>> begin Reading text
Low Mach number limit of the compressible Euler-Cattaneo-Maxwell equations. (English) Zbl 07461634

Summary: We study the low Mach number limit of the compressible Euler-Cattaneo-Maxwell (ECM) equations with small variations of density, temperature and heat flux. For well-prepared initial data, we prove that, in the framework of classical solutions, the solution of the compressible ECM equations converges to that of the incompressible Euler-Maxwell equations as the Mach number tends to zero. We also obtain the convergence rate and establish the local existence of classical solution to the limit equations. Furthermore, we discuss briefly the low Mach limits of the isentropic Euler-Maxwell equations, the non-isentropic Euler-Maxwell equations without heat conduction, the Euler-Maxwell equations with linear Cattaneo’s heat transfer law and the Euler-Fourier-Maxwell equations. We find that they share the same limit equations, i.e., the incompressible Euler-Maxwell equations. This confirms a physical fact that for the well-prepared initial data and considering small variations of density, temperature and heat flux, the various types of non-isentropic Euler-Maxwell equations have the similar incompressibility as the isentropic equations.
>> end Reading text
| Stated task A |
Filter the rows below and copy every line that contains the string "cornice".
>> begin Record set
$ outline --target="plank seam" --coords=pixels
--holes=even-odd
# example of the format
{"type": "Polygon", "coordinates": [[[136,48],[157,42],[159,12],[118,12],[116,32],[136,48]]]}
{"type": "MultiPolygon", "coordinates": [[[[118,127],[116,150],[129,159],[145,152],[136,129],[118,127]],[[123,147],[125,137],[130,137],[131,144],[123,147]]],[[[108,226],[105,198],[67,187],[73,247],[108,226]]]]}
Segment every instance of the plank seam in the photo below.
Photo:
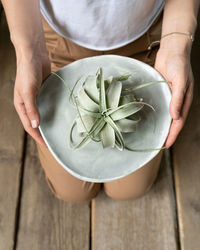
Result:
{"type": "Polygon", "coordinates": [[[14,245],[13,250],[17,249],[17,239],[18,239],[18,231],[19,231],[19,223],[20,223],[20,210],[21,210],[21,197],[23,190],[23,179],[24,179],[24,166],[25,166],[25,158],[26,158],[26,147],[27,147],[27,134],[24,133],[24,142],[23,142],[23,153],[21,158],[21,169],[19,174],[19,192],[17,197],[17,206],[15,212],[15,229],[14,229],[14,245]]]}
{"type": "Polygon", "coordinates": [[[174,202],[175,202],[175,225],[176,225],[176,242],[177,248],[181,250],[181,242],[180,242],[180,225],[179,225],[179,216],[178,216],[178,204],[177,204],[177,194],[176,194],[176,181],[175,181],[175,174],[174,174],[174,157],[173,157],[173,147],[169,149],[169,156],[170,156],[170,168],[172,173],[172,189],[174,194],[174,202]]]}

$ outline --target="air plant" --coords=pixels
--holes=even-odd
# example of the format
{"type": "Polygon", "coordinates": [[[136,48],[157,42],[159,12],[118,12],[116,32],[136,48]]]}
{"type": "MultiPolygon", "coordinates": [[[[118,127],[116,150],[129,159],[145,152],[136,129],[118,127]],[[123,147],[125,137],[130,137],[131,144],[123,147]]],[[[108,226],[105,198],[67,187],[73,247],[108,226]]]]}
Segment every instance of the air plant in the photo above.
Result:
{"type": "Polygon", "coordinates": [[[127,149],[134,152],[148,152],[165,148],[131,149],[125,145],[122,135],[136,131],[137,125],[141,121],[139,112],[144,106],[155,111],[153,106],[143,102],[142,98],[136,98],[134,91],[165,81],[152,81],[125,88],[122,82],[128,80],[131,74],[110,76],[104,79],[102,68],[98,68],[95,75],[86,77],[75,96],[74,89],[80,79],[71,90],[62,77],[55,72],[53,74],[66,85],[70,92],[69,99],[77,110],[69,133],[71,148],[80,149],[91,141],[101,142],[103,148],[116,147],[120,151],[127,149]],[[81,137],[81,141],[77,144],[73,140],[75,126],[77,126],[78,134],[81,137]]]}

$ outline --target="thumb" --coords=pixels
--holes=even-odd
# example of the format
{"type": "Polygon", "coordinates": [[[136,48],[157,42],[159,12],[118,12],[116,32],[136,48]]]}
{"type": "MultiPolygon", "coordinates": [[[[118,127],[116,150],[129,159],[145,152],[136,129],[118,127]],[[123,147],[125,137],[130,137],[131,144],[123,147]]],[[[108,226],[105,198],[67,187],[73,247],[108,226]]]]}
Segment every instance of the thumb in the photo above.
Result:
{"type": "Polygon", "coordinates": [[[37,128],[40,124],[40,114],[36,105],[36,91],[29,90],[23,96],[27,116],[31,121],[32,128],[37,128]]]}

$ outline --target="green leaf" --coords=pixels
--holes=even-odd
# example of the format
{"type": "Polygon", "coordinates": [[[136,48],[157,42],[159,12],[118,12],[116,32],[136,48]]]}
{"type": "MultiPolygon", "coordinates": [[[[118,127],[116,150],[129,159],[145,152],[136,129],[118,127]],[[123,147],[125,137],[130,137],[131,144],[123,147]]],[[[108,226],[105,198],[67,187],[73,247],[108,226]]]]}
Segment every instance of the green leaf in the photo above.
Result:
{"type": "Polygon", "coordinates": [[[129,132],[135,132],[136,126],[138,124],[138,121],[134,121],[131,119],[121,119],[115,122],[117,127],[119,128],[120,132],[123,133],[129,133],[129,132]]]}
{"type": "Polygon", "coordinates": [[[102,145],[104,148],[115,146],[115,131],[114,129],[106,123],[103,129],[100,132],[100,137],[102,141],[102,145]]]}
{"type": "Polygon", "coordinates": [[[93,112],[99,111],[99,105],[87,95],[84,88],[80,88],[78,91],[78,100],[85,109],[93,112]]]}
{"type": "Polygon", "coordinates": [[[109,108],[116,108],[119,105],[121,90],[122,90],[122,83],[120,81],[113,80],[110,83],[106,91],[107,106],[109,108]]]}
{"type": "Polygon", "coordinates": [[[113,121],[126,118],[144,107],[143,103],[130,102],[108,112],[113,121]]]}
{"type": "Polygon", "coordinates": [[[103,72],[102,68],[99,68],[97,81],[99,86],[99,110],[100,112],[103,112],[106,110],[106,95],[105,95],[105,84],[104,84],[104,78],[103,78],[103,72]]]}
{"type": "Polygon", "coordinates": [[[83,84],[87,95],[99,104],[99,90],[97,89],[97,76],[88,76],[83,84]]]}

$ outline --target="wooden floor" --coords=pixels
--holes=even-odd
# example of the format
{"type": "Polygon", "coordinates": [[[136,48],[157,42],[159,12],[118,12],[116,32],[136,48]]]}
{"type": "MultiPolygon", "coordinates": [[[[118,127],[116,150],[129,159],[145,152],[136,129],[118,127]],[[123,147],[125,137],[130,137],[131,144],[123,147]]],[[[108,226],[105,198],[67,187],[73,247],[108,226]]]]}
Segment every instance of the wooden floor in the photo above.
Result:
{"type": "Polygon", "coordinates": [[[200,47],[192,50],[195,97],[150,192],[114,201],[103,191],[70,204],[48,188],[36,146],[13,106],[15,53],[0,21],[0,250],[200,249],[200,47]]]}

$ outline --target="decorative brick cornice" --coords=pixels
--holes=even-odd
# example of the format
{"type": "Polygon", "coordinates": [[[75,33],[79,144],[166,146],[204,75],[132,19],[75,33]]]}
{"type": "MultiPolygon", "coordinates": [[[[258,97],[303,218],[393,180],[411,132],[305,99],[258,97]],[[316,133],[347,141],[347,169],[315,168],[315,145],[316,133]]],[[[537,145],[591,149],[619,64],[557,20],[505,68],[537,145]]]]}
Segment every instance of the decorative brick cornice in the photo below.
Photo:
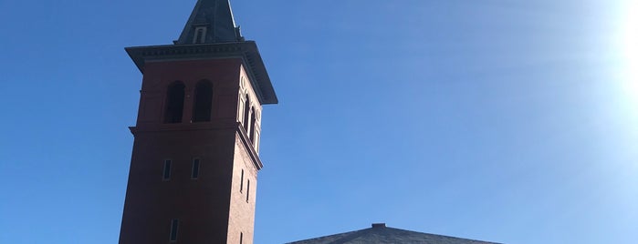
>> end Record set
| Stated task B |
In the summary on the low Mach number limit, what physical fact is confirmed by the finding that the various Euler-Maxwell systems share the same limit equations? Answer in one to three sentences.

| Full response A |
$ outline --target="decorative brick cornice" --coords=pixels
Segment every instance of the decorative brick cornice in the photo below.

| Full response B |
The shared limit equations, namely the incompressible Euler-Maxwell equations, confirm a physical fact. For well-prepared initial data with small variations of density, temperature and heat flux, the various types of non-isentropic Euler-Maxwell equations have the similar incompressibility as the isentropic equations.